start Input material

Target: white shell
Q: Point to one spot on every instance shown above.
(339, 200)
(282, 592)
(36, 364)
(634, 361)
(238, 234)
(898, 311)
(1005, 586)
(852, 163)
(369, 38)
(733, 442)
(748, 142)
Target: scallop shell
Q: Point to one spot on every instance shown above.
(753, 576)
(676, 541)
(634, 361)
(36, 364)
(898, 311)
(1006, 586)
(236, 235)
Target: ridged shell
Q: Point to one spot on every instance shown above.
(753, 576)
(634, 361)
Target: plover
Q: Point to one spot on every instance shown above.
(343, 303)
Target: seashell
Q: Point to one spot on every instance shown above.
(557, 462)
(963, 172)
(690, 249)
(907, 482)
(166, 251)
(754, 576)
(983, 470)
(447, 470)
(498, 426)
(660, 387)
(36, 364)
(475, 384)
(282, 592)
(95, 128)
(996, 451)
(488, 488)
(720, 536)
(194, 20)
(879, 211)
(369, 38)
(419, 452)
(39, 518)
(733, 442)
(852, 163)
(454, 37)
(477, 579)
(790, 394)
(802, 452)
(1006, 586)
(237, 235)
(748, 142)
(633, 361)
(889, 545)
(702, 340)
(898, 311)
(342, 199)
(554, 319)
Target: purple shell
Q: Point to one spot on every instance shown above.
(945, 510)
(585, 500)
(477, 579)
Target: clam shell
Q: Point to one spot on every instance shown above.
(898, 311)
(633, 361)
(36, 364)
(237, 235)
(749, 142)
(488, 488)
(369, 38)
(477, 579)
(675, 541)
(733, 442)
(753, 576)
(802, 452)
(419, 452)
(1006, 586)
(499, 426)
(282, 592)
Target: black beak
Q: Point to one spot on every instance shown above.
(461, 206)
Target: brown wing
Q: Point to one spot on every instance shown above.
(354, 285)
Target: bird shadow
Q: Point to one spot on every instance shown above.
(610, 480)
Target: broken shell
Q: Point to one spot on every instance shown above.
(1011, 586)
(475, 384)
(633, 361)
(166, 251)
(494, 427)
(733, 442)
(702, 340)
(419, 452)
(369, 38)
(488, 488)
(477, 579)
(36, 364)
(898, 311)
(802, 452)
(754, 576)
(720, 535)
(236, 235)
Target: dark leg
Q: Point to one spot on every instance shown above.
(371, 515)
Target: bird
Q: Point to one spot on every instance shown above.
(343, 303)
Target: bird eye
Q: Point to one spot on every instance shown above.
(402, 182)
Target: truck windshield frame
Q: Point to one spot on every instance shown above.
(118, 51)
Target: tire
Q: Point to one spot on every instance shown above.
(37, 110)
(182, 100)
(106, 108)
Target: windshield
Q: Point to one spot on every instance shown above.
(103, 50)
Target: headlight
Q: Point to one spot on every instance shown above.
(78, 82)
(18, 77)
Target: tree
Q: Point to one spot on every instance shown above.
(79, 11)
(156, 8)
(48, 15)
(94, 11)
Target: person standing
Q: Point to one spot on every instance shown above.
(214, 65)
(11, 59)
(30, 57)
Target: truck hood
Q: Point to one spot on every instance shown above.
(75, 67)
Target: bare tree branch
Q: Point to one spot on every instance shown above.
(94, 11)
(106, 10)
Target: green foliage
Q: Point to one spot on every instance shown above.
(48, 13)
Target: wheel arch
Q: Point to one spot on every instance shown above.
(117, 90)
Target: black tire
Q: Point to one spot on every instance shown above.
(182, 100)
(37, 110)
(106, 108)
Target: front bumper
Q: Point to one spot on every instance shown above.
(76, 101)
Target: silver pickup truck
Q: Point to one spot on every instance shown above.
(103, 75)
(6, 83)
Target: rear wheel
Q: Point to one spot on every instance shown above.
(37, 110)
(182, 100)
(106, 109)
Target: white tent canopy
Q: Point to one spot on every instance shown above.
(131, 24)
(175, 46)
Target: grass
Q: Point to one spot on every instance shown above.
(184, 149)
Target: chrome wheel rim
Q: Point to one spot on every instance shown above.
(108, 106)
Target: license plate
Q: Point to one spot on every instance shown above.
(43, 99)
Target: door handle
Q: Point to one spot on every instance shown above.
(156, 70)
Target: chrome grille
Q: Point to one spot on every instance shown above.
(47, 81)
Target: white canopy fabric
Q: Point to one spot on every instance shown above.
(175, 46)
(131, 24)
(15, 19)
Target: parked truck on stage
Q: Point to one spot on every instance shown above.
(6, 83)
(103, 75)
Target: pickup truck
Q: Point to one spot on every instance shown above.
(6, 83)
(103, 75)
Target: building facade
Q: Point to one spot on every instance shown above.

end Input material

# [Work to do]
Write the entire listing out again, word for word.

# [Task response]
Target: white shell
Q: Point to one spot on every instance shown above.
(339, 200)
(282, 592)
(36, 364)
(634, 361)
(238, 234)
(898, 311)
(1005, 586)
(852, 163)
(369, 38)
(733, 442)
(748, 142)
Target: scallop shell
Q: Point to one spot on every instance shown above.
(753, 576)
(676, 541)
(634, 361)
(36, 364)
(898, 311)
(1006, 586)
(236, 235)
Target: ridged shell
Q: Point to one spot on every instance shown above.
(753, 576)
(634, 361)
Target: plover
Q: Point to one spot on every instance shown above.
(343, 303)
Target: seashell
Q: Point to one spot on every instance shown above.
(557, 462)
(963, 172)
(690, 249)
(907, 482)
(166, 251)
(754, 576)
(983, 470)
(447, 470)
(498, 426)
(660, 387)
(36, 364)
(475, 384)
(282, 592)
(95, 128)
(996, 451)
(488, 488)
(720, 536)
(194, 20)
(879, 211)
(369, 38)
(419, 452)
(39, 518)
(733, 442)
(852, 163)
(454, 37)
(477, 579)
(790, 394)
(802, 452)
(1006, 586)
(237, 235)
(748, 142)
(633, 361)
(889, 545)
(702, 340)
(898, 311)
(342, 199)
(554, 319)
Target: purple shell
Q: Point to one spot on every instance shown above.
(945, 510)
(585, 500)
(477, 579)
Target: clam shell
Q: Point to one spot on every instance shown above.
(898, 311)
(633, 361)
(36, 364)
(237, 235)
(749, 142)
(488, 488)
(369, 38)
(477, 579)
(675, 541)
(733, 442)
(753, 576)
(802, 452)
(419, 452)
(1006, 586)
(499, 426)
(282, 592)
Target: black beak
Q: Point to one spot on every instance shown above.
(461, 206)
Target: brown wing
Q: Point to one spot on every instance shown above.
(354, 285)
Target: bird shadow
Q: Point to one spot on every instance shown above.
(610, 480)
Target: broken shell
Q: Point to one spot on every instance shown above.
(1011, 586)
(475, 384)
(633, 361)
(166, 251)
(494, 427)
(733, 442)
(702, 340)
(419, 452)
(369, 38)
(488, 488)
(477, 579)
(36, 364)
(898, 311)
(802, 452)
(754, 576)
(720, 535)
(236, 235)
Target: dark leg
Q: Point to one spot on every instance shown above.
(371, 515)
Target: bird
Q: Point to one spot on every instance shown above.
(343, 303)
Target: bird eye
Q: Point to one spot on every instance shown above.
(402, 182)
Target: truck windshield frame
Q: Point to one spot on every instance shown above.
(118, 51)
Target: tire
Q: Point to one spot on every instance shown above.
(37, 110)
(182, 100)
(106, 108)
Target: windshield
Q: Point to one spot on every instance shown above.
(103, 50)
Target: headlight
Q: Point to one spot on every instance shown above.
(78, 82)
(18, 77)
Target: tree
Q: Point to one spot on every instance shown above.
(79, 11)
(156, 8)
(48, 15)
(94, 11)
Target: person standing
Q: Point to one spot on every instance shown above.
(214, 65)
(11, 59)
(30, 57)
Target: truck hood
Q: Point to one spot on every instance shown above.
(75, 67)
Target: bare tree branch
Q: Point to one spot on every instance shown above.
(94, 11)
(106, 10)
Target: green foliage
Q: Point to one spot on every instance shown above.
(48, 13)
Target: wheel arch
Q: Point to one spot on every instance shown above.
(117, 90)
Target: black tire
Q: Point to one spot on every instance shown above.
(182, 100)
(37, 110)
(106, 108)
Target: front bumper
Q: Point to one spot on every instance shown above.
(76, 101)
Target: silver pickup truck
Q: Point to one spot on every instance shown above.
(103, 75)
(6, 83)
Target: rear wheel
Q: Point to one spot on every instance shown above.
(37, 110)
(182, 100)
(106, 109)
Target: white tent canopy
Q: Point to one spot on every instance shown above.
(131, 24)
(175, 46)
Target: grass
Q: Point to one spot on every instance shown above.
(184, 149)
Target: chrome wheel rim
Q: Point to one spot on every instance shown above.
(108, 106)
Target: license plate
Q: Point to one spot on every instance shown above.
(43, 99)
Target: door handle
Q: Point to one spot on every instance shown above.
(156, 70)
Target: chrome grille
Q: Point to one spot on every instance shown above.
(47, 81)
Target: white canopy fabric
Q: Point to one spot on every instance shown above.
(175, 46)
(131, 24)
(15, 19)
Target: parked truck on stage
Q: Point to one spot on every instance shown above.
(6, 83)
(103, 75)
Target: pickup truck
Q: Point to one spot on every instance shown above.
(6, 83)
(103, 75)
Target: building facade
Q: Point to one spot on every instance shown above.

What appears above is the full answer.